WHAT YOU HAVE TO DO | Set out every line of the records below as a numbered list, omitting any blank lines.

(Records from a data source)
★ ★ ★ ★

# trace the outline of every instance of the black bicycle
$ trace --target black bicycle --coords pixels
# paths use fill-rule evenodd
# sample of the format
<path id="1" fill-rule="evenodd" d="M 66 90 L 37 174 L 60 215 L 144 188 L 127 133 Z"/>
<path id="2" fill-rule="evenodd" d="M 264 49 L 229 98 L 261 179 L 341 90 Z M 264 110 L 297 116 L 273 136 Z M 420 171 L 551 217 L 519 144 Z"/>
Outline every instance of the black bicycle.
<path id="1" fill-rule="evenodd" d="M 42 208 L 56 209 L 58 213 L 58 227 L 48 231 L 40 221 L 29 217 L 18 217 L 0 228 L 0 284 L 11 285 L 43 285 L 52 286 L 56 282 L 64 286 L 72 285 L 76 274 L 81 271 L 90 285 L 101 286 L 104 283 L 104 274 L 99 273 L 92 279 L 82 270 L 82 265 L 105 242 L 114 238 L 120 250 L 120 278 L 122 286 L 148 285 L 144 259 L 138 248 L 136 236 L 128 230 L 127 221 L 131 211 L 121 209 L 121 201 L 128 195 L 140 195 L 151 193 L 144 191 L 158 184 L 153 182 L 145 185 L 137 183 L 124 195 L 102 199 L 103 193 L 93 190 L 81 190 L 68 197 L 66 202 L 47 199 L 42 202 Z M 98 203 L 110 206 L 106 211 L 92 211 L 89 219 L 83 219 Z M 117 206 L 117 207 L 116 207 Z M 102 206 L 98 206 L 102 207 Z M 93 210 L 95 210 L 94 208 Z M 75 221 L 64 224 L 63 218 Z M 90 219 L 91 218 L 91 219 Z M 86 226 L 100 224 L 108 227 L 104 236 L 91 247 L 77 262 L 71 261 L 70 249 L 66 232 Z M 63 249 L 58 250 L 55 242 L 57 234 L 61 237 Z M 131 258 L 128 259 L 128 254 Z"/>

★ ★ ★ ★

EXERCISE ANSWER |
1. # trace the outline of every instance of the black bicycle
2. $ trace --target black bicycle --coords pixels
3. # paths use fill-rule evenodd
4. # sample of the format
5. <path id="1" fill-rule="evenodd" d="M 66 90 L 37 174 L 60 215 L 144 188 L 127 133 Z"/>
6. <path id="2" fill-rule="evenodd" d="M 264 49 L 229 98 L 261 179 L 341 90 Z M 264 110 L 297 116 L 273 136 Z M 420 171 L 551 217 L 519 144 Z"/>
7. Outline every instance of the black bicycle.
8. <path id="1" fill-rule="evenodd" d="M 42 208 L 56 209 L 58 213 L 58 227 L 48 231 L 40 221 L 29 217 L 18 217 L 0 228 L 0 284 L 11 285 L 43 285 L 52 286 L 56 282 L 64 286 L 72 285 L 76 274 L 81 271 L 90 285 L 101 286 L 104 283 L 104 274 L 99 273 L 92 279 L 82 270 L 82 265 L 105 242 L 114 238 L 120 250 L 120 278 L 122 286 L 148 285 L 144 259 L 138 248 L 136 236 L 128 230 L 127 221 L 131 211 L 121 209 L 121 201 L 128 195 L 140 195 L 151 193 L 144 191 L 158 184 L 153 182 L 145 185 L 137 183 L 124 195 L 102 199 L 103 193 L 93 190 L 81 190 L 68 197 L 66 202 L 47 199 L 42 202 Z M 98 203 L 110 206 L 106 211 L 92 211 L 89 219 L 83 219 Z M 117 206 L 117 207 L 116 207 Z M 102 206 L 98 206 L 102 207 Z M 93 210 L 95 210 L 94 208 Z M 75 221 L 64 224 L 63 218 Z M 90 219 L 91 218 L 91 219 Z M 86 226 L 100 224 L 108 227 L 104 236 L 91 247 L 77 262 L 71 261 L 70 249 L 66 232 Z M 63 249 L 58 250 L 55 242 L 57 234 L 61 237 Z M 131 258 L 128 259 L 128 254 Z"/>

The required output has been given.